━━ TEXTO DE REFERENCIA

Conocí a Ernesto cuando él trabajaba como peón forestal, con su traje fluorescente y una fresca barba cana, el mismo día de finales del año pasado en que trajeron a Polientes la reproducción de la estela-estatua de Salcedo. Él, que había descubierto la pieza original en una escombrera pero no fue invitado al acto, lo celebró enseñándome, a la luz metálica del atardecer, algunos de los más de 3.000 petroglifos que ha identificado en piedras areniscas de todo el valle. Este nuevo encuentro, sin embargo, busca respuestas contemporáneas: su viaje en dirección contraria, desde el cemento de la ciudad a estos prados sedientos, no es habitual en uno de los municipios más despoblados de Cantabria, con una densidad de tres habitantes por kilómetro cuadrado.

Valderredible está ciertamente vacío. Sus 300 kilómetros cuadrados de extensión diez veces la superficie de Santanderacogen a menos de un millar de habitantes. La población empezó a reducirse paulatinamente desde 1920 y se recrudeció a partir de 1960, cuando aquí vivían 5.000 personas. Ese fue el comienzo de un éxodo masivo que vació los pequeños pueblos de piedra y dejaron Valderredible, en solo dos décadas, con 1.500 habitantes.

Los últimos datos siguen siendo desalentadores, ya que los cuatro nacimientos de 2020 y las dos niñas que vinieron al mundo en 2021 apenas amortiguaron las 37 muertes en los dos años. Con este panorama, la lucha contra la despoblación es el mayor desafío en los núcleos rurales y uno de los temas públicos que más atención acapara. “Pero los que estamos aquí, cada vez estamos más abandonados”, dice Ernesto en la Plaza Mayor de Polientes entre vecinos, algún visitante y el último niño nacido en el municipio. Debe de ser el séptimo u octavo en lo que va de año, calcula. En fin: “Una brutalidad”.

━━━━

> [TAREAS POR REALIZAR]
1. Reproduce literalmente el pasaje del texto sobre Valderredible que empieza con "Valderredible está ciertamente" y sigue hasta "con 1.500 habitantes.", ambos incluidos.
2. Enumera todos los años que aparecen escritos en cifras en el texto sobre Valderredible.

━━ LISTADO SUMINISTRADO

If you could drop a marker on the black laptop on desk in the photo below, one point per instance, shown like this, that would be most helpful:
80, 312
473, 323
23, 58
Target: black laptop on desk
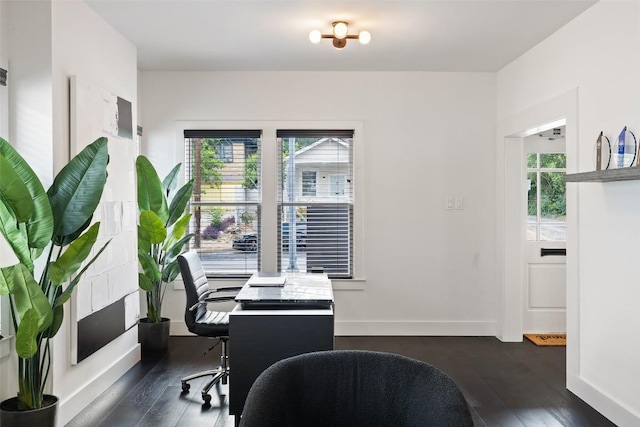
300, 291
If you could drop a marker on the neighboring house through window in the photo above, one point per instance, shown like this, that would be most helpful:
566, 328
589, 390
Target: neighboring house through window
316, 227
308, 183
225, 205
274, 198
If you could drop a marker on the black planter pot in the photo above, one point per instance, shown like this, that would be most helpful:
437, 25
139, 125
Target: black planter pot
153, 337
43, 417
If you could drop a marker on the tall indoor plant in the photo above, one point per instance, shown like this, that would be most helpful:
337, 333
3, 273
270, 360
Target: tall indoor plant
56, 222
162, 235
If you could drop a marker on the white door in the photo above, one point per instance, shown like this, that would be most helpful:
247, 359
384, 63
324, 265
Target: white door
545, 245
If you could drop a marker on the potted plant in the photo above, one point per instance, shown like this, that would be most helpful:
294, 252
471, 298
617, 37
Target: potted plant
162, 235
58, 223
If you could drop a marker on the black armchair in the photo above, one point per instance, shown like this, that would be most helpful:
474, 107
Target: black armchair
354, 388
202, 321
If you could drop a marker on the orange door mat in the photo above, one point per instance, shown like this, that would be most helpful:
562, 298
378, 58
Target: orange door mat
547, 339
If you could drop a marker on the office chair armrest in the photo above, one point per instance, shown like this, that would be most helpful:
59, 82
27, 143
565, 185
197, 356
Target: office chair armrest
211, 299
219, 299
227, 289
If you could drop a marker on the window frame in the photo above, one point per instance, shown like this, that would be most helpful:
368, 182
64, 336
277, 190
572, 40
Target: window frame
5, 328
268, 260
538, 150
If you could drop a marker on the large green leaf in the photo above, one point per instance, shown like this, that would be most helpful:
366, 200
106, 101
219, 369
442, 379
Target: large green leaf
77, 189
144, 282
178, 231
149, 266
150, 196
26, 344
13, 192
28, 295
64, 296
40, 224
170, 272
70, 261
16, 235
151, 228
179, 202
171, 180
4, 286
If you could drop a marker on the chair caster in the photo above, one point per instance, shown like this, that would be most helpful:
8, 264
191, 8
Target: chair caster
206, 398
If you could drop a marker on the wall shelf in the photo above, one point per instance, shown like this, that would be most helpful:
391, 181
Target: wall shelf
610, 175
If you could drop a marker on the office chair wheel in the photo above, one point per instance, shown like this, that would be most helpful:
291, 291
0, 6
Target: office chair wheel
206, 398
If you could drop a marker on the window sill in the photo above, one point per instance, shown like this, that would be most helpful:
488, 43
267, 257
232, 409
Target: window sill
5, 347
338, 284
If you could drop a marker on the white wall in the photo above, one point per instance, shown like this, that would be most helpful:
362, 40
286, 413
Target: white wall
595, 53
26, 29
47, 42
84, 45
427, 136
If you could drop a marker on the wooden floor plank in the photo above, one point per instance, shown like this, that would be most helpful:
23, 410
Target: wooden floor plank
506, 384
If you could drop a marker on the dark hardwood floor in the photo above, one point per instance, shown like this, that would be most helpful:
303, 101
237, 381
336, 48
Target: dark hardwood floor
506, 384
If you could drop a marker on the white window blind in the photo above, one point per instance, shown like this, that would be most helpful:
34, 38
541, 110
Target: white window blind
316, 226
225, 207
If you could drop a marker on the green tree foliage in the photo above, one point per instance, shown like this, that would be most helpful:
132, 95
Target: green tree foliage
210, 162
553, 203
251, 172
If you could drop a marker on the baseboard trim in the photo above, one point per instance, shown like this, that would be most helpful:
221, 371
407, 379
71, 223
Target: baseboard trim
422, 328
83, 396
418, 328
615, 411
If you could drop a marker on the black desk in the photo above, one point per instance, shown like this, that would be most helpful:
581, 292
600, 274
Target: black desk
259, 337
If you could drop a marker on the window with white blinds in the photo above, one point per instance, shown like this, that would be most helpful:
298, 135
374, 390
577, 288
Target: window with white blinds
316, 201
226, 201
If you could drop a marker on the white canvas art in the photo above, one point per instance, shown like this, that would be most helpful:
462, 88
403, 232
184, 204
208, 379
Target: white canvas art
111, 283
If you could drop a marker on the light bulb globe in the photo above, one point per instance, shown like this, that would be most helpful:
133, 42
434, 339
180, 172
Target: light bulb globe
364, 37
340, 30
315, 36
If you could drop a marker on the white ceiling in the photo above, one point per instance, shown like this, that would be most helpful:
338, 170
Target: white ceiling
272, 35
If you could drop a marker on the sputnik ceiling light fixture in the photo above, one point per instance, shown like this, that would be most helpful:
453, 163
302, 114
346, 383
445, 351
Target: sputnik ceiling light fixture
340, 35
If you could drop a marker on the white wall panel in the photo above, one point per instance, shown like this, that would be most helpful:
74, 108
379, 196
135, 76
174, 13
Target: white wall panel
592, 54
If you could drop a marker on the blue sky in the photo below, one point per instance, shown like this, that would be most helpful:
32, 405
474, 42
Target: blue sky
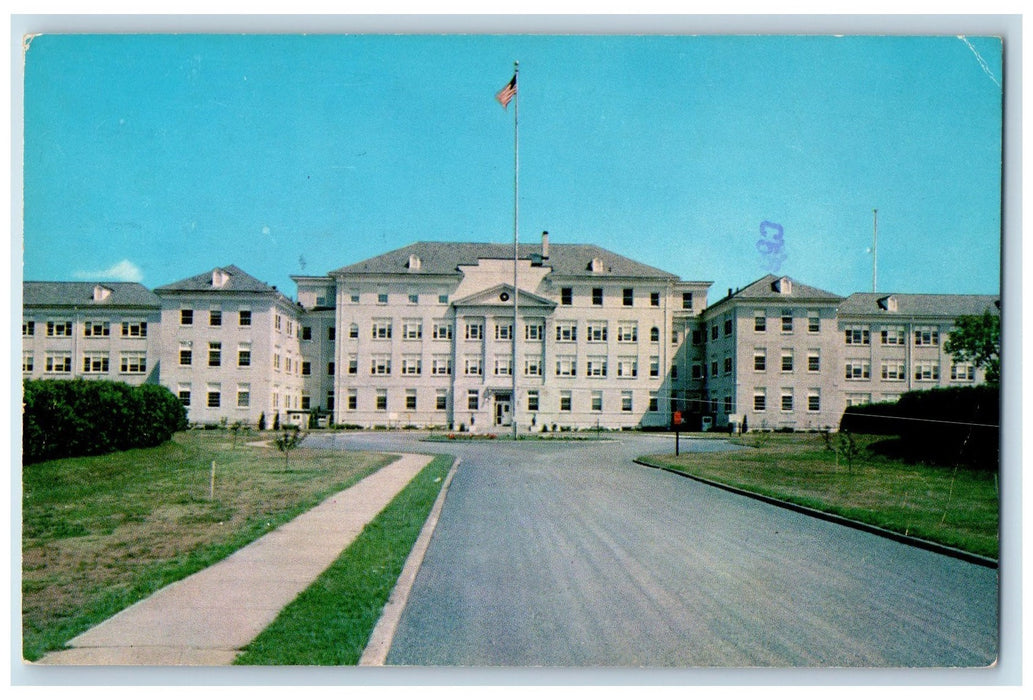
155, 158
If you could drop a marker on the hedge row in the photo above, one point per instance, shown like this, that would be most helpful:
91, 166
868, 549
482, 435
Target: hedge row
64, 418
949, 425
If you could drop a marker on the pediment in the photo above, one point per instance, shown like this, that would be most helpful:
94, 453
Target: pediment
502, 295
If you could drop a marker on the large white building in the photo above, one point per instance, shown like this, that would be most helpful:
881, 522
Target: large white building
426, 336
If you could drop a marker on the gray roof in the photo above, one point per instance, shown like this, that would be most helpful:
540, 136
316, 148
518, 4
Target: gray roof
239, 282
764, 290
444, 258
949, 306
81, 294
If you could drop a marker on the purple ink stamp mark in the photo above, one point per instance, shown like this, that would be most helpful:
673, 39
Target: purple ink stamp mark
772, 246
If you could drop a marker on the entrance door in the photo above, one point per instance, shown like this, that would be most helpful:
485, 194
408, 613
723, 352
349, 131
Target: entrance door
503, 412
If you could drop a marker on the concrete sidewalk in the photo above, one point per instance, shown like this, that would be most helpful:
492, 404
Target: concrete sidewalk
206, 618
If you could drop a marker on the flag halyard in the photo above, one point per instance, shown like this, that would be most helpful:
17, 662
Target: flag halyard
507, 93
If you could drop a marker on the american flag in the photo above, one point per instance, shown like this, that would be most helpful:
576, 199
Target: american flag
507, 93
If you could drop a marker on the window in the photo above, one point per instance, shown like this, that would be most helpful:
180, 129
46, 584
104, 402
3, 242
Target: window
96, 329
894, 371
627, 367
786, 401
927, 372
596, 331
95, 362
787, 360
442, 330
566, 331
893, 335
133, 362
627, 331
927, 336
596, 366
532, 400
566, 366
380, 329
59, 328
813, 401
856, 335
813, 360
58, 362
380, 364
134, 328
412, 329
787, 320
858, 369
963, 372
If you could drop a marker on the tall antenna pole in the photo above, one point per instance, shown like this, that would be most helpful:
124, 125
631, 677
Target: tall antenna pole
512, 363
875, 249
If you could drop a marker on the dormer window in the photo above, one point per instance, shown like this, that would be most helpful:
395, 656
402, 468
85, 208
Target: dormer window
219, 278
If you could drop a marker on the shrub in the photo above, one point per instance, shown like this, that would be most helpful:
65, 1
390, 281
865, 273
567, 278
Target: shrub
76, 417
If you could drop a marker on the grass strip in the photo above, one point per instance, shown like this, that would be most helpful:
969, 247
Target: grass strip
950, 506
330, 623
102, 533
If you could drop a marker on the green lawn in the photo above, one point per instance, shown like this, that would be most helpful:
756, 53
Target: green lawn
101, 533
951, 506
331, 622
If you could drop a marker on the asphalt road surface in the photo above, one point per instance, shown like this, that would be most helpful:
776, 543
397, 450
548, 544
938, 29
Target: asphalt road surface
568, 554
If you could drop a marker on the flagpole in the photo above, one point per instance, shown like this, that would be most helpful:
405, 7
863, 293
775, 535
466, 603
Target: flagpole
512, 364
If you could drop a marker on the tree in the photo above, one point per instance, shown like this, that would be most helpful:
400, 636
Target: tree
977, 340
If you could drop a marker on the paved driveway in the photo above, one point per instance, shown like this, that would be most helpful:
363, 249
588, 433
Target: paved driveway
569, 554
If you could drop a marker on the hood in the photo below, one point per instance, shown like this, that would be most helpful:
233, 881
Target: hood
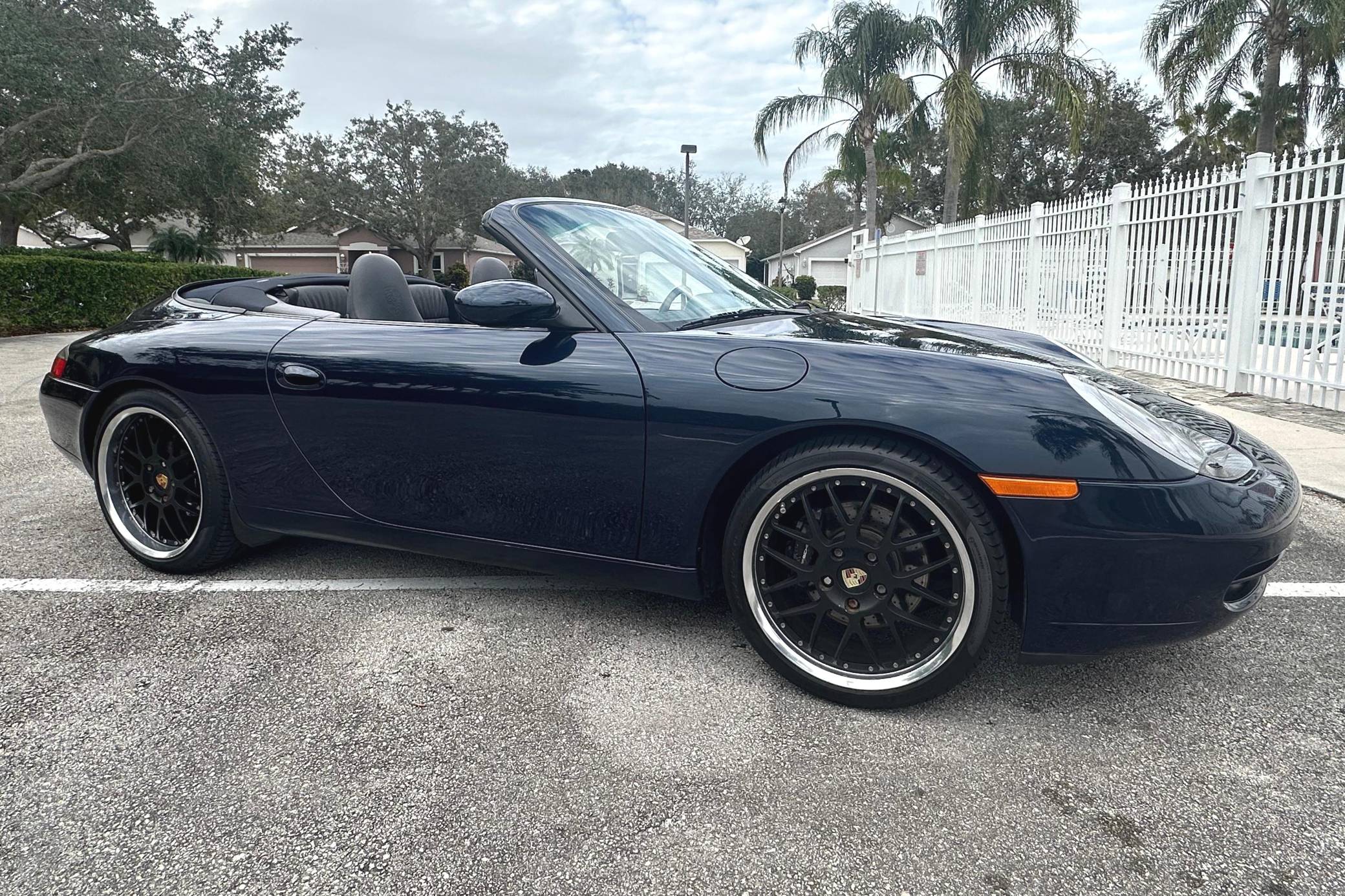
978, 341
912, 334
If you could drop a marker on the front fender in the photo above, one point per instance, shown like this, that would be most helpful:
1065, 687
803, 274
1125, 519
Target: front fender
992, 416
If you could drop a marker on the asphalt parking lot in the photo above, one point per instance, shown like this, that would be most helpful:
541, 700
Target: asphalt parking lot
264, 735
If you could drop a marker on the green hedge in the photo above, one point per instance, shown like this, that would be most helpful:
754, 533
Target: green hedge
50, 291
91, 255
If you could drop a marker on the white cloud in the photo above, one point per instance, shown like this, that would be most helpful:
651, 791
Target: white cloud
580, 82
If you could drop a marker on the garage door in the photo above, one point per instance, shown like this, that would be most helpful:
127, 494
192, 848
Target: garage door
829, 273
294, 264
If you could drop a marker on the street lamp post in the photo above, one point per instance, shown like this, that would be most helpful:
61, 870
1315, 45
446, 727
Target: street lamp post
687, 148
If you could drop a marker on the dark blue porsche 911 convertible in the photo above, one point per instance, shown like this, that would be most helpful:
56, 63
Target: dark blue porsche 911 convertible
873, 495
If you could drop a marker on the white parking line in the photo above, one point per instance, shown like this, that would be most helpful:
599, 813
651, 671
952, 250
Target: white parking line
179, 586
442, 583
1306, 590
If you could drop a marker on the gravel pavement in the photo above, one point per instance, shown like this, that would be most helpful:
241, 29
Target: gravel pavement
575, 740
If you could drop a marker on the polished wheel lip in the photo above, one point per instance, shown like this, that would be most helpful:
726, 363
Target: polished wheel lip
819, 670
114, 501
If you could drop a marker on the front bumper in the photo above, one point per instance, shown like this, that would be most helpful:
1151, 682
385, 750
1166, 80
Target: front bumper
1129, 564
63, 405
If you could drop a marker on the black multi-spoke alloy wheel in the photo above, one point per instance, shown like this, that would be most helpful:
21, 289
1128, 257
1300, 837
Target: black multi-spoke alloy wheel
865, 571
160, 484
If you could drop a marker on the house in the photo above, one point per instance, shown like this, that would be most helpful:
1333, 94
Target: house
321, 252
308, 251
718, 246
826, 259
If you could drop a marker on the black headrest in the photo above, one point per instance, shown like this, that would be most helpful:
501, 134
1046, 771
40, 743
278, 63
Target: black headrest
490, 268
378, 291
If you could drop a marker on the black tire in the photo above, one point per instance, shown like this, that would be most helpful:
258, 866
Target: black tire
195, 482
852, 575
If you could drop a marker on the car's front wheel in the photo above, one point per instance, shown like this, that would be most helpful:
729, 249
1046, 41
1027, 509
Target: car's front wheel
162, 486
865, 571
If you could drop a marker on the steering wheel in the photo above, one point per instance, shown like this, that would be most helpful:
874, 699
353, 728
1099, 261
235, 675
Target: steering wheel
674, 293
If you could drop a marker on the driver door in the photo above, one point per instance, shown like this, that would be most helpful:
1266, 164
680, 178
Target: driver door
511, 435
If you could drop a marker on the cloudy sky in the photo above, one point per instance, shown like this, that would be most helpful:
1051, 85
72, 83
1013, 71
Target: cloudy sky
580, 82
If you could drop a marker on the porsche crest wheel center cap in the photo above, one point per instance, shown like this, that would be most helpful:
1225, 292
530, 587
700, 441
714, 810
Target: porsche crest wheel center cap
853, 577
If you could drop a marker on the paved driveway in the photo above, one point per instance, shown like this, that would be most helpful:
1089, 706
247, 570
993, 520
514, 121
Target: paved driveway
263, 734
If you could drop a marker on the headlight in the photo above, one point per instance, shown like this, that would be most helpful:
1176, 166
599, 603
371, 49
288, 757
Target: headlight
1184, 445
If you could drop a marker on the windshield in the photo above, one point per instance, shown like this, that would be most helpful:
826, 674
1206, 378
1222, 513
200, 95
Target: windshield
650, 268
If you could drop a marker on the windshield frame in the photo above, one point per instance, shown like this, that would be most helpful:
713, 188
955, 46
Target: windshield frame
508, 216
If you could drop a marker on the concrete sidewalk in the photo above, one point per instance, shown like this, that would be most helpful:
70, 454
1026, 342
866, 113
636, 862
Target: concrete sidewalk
1310, 439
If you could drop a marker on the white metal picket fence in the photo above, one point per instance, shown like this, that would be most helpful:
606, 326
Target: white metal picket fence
1231, 277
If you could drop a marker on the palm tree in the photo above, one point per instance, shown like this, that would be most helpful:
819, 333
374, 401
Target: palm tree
175, 244
891, 150
861, 56
1024, 42
1205, 140
1189, 39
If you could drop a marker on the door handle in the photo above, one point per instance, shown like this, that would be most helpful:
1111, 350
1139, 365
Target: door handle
301, 377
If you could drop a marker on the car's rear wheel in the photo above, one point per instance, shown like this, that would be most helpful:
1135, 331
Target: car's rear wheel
865, 571
162, 486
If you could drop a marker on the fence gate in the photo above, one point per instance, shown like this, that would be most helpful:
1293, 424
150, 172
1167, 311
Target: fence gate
1231, 277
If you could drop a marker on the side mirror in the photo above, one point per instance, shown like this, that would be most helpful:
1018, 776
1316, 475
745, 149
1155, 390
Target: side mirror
505, 303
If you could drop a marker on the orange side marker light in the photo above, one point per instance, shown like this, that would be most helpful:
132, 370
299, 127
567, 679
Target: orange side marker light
1022, 487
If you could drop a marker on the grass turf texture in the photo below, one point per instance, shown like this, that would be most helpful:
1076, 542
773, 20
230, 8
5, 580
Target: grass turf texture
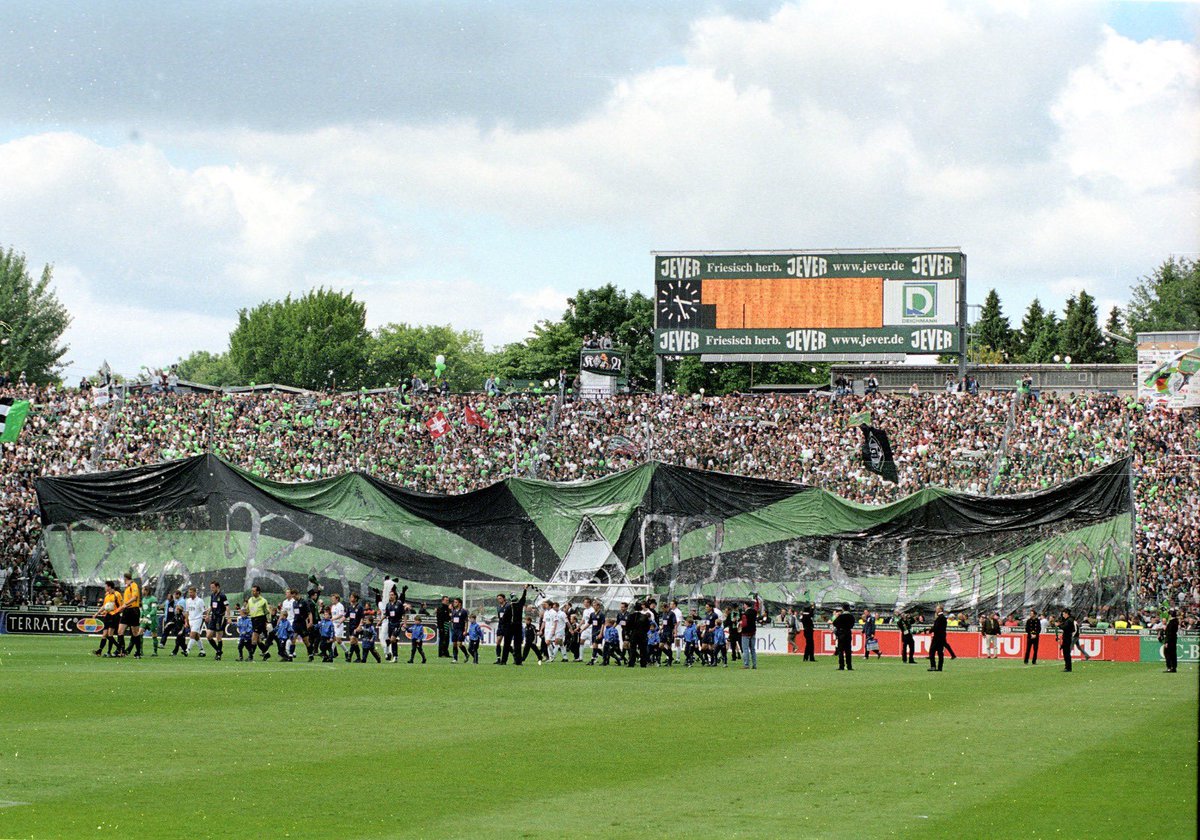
270, 749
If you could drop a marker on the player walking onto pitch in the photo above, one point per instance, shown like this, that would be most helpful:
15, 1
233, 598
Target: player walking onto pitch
193, 605
257, 609
215, 616
131, 617
109, 613
459, 619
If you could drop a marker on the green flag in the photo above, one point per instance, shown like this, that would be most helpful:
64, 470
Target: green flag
12, 418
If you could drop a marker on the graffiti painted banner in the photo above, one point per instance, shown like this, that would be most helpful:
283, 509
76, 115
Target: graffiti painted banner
688, 533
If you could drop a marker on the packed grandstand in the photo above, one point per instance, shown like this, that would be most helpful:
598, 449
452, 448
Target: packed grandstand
989, 443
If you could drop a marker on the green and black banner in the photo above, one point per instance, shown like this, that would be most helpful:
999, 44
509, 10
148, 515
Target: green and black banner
688, 533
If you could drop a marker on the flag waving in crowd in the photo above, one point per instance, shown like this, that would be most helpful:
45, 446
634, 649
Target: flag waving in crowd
877, 454
474, 418
12, 418
438, 425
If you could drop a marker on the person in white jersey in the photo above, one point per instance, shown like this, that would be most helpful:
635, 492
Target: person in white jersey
195, 607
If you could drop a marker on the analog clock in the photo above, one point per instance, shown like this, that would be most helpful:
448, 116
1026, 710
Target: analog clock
678, 301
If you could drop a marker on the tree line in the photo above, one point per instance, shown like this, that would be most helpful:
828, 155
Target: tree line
319, 340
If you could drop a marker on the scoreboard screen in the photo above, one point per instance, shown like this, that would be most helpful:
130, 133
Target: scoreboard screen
809, 303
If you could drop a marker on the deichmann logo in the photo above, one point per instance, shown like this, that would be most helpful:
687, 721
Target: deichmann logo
921, 301
678, 341
931, 340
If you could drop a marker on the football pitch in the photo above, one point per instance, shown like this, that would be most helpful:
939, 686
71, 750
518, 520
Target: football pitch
191, 748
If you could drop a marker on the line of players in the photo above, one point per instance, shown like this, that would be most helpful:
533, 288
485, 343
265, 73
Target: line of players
639, 635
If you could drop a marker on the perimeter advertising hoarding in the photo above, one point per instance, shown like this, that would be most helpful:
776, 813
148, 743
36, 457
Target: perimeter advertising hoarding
809, 303
969, 645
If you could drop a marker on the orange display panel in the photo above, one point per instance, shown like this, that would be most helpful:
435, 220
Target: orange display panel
792, 303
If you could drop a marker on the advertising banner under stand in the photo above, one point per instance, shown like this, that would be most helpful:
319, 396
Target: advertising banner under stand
1187, 648
48, 623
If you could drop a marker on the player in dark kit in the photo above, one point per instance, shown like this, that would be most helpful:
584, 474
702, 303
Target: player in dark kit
1067, 630
937, 643
219, 606
459, 618
367, 636
1032, 635
394, 613
1170, 639
303, 622
807, 627
595, 624
843, 627
907, 643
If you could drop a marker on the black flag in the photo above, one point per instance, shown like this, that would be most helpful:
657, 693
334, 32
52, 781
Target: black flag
877, 454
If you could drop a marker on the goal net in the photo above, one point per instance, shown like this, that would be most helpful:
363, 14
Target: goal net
479, 597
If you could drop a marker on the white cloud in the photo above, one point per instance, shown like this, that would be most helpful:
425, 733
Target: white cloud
1057, 153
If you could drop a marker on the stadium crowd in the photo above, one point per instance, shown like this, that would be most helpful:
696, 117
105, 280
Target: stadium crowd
963, 441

━━━━

> [RESPUESTAS POR TAREA]
1.
Valderredible está ciertamente vacío. Sus 300 kilómetros cuadrados de extensión diez veces la superficie de Santanderacogen a menos de un millar de habitantes. La población empezó a reducirse paulatinamente desde 1920 y se recrudeció a partir de 1960, cuando aquí vivían 5.000 personas. Ese fue el comienzo de un éxodo masivo que vació los pequeños pueblos de piedra y dejaron Valderredible, en solo dos décadas, con 1.500 habitantes.

2. 1920, 1960, 2020 y 2021.